Coordinate annotation entries:
● ● ●

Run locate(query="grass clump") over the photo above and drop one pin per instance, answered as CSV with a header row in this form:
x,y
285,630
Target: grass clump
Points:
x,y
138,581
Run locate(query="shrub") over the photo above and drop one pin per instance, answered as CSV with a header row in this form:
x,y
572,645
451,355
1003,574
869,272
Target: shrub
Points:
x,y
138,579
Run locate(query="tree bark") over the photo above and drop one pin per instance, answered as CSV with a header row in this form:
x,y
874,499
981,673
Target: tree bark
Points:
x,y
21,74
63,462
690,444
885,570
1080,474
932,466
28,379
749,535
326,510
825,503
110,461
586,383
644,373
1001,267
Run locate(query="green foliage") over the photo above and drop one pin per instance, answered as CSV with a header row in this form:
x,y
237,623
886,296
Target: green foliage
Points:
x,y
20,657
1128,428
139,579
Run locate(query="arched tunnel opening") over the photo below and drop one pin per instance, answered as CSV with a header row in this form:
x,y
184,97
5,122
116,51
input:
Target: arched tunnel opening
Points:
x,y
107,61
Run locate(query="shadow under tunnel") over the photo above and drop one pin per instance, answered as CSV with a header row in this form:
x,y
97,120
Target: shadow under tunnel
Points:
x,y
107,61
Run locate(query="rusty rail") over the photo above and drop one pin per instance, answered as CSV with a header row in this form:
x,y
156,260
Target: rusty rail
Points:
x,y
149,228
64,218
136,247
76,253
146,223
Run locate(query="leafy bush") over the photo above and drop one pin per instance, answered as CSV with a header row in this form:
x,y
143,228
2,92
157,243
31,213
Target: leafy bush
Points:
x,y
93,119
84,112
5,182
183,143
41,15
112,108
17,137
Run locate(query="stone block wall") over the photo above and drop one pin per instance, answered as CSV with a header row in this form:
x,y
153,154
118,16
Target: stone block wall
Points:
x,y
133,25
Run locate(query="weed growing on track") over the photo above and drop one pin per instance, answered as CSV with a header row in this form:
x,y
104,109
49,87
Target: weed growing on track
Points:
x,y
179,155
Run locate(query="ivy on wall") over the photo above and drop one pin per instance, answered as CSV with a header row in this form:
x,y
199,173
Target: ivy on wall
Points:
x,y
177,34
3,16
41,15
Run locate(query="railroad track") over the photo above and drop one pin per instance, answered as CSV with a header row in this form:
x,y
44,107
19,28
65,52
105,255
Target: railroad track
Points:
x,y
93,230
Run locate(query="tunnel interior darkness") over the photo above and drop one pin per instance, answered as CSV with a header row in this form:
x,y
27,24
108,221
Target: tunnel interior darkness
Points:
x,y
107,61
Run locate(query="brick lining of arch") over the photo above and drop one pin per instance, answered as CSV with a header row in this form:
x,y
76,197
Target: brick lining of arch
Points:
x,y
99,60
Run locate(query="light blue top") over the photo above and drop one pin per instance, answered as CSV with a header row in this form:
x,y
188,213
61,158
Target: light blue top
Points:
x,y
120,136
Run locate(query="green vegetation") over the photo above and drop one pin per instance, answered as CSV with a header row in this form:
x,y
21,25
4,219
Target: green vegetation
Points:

● ● ●

WHAT THE EXERCISE ASKS
Using the data above, repeat every line exactly.

FINISHED EXERCISE
Run locate(query="grass clump") over the photo above and drop one pin per instance, answered as CSV with a header row in this form:
x,y
285,630
Target: grass clump
Points:
x,y
138,581
Run locate(query="shrub") over the photo above and drop one pin per instance, answered as CSV with a header row in this form:
x,y
572,645
451,355
1003,574
869,272
Target: shrub
Points:
x,y
138,579
Run locate(query="tree bark") over the photo above and drop one pin per instance, answered as CSV with a header row in this form:
x,y
874,499
981,673
Target: tree bark
Points:
x,y
21,74
63,462
690,444
885,570
1080,474
932,466
28,379
749,535
326,510
825,503
110,461
586,383
644,373
1001,267
Run locate(query="green foliage") over the photo above and drop one pin per instance, answered as CSV with a header row in this form:
x,y
237,623
886,296
Target: green foliage
Points:
x,y
20,657
1128,428
139,579
Run locate(query="arched tunnel opening") over the photo below and drop one pin per instance, answered as CSV with a header row in this form:
x,y
184,97
5,122
116,51
input:
Target: arched tunnel opening
Points:
x,y
107,61
Run locate(query="shadow under tunnel") over the photo above and drop one pin per instance, answered as CSV with a header row in this form:
x,y
97,120
Target: shadow under tunnel
Points:
x,y
107,61
Run locate(query="rusty rail") over the photo above and drop one pin per instance, answered as CSV with a header row in this form:
x,y
156,260
Target: rusty rail
Points:
x,y
149,228
64,218
136,247
76,253
146,223
Run locate(query="leafy bush") over the photo above and drop one pin per instance, answered as CSV with a header row in this form:
x,y
143,228
2,92
157,243
31,213
Target: leafy bush
Points:
x,y
93,119
84,112
5,182
183,143
41,15
112,108
17,137
Run locate(query="stone block wall") over the photo above and drop one pin per instance, answered as CSV with a header row in this form:
x,y
153,154
118,16
Target: stone block wall
Points:
x,y
133,25
Run locate(query="weed growing on track") over the photo above and drop one pin per instance, answered as CSV with a header row in this form:
x,y
104,109
49,87
Target: weed growing on track
Points:
x,y
179,155
Run locate(query="ivy on wall") over the photo above and drop one pin per instance, answered as CSV with a header row in this form:
x,y
199,173
Target: ivy on wall
Points:
x,y
177,34
3,16
41,15
Run locate(query="railroad track") over the photo above and drop one pin per instance, answered as CSV with a header row in this form:
x,y
44,107
19,28
65,52
105,255
Target: railroad track
Points:
x,y
93,230
Run locate(query="tunnel interior darkness") over the photo above and drop one pin per instance, answered as CSV with a header row in this form:
x,y
27,24
108,221
Target: tunnel interior darkness
Points:
x,y
107,61
Run locate(query="brick lining of arch") over the photo above and drop one pin per instance, answered as CSV with a header row in this form:
x,y
76,197
Target: brick lining of arch
Points:
x,y
99,60
Run locate(query="light blue top") over the photo above and drop one pin per instance, answered as CSV with a header row in this form:
x,y
188,213
61,158
Target: light blue top
Points:
x,y
120,136
Run locate(query="green vegetation") over the photo above and drop one pin per instance, answered as CSV with a header row in this form:
x,y
21,25
4,219
Target: green vegetation
Points:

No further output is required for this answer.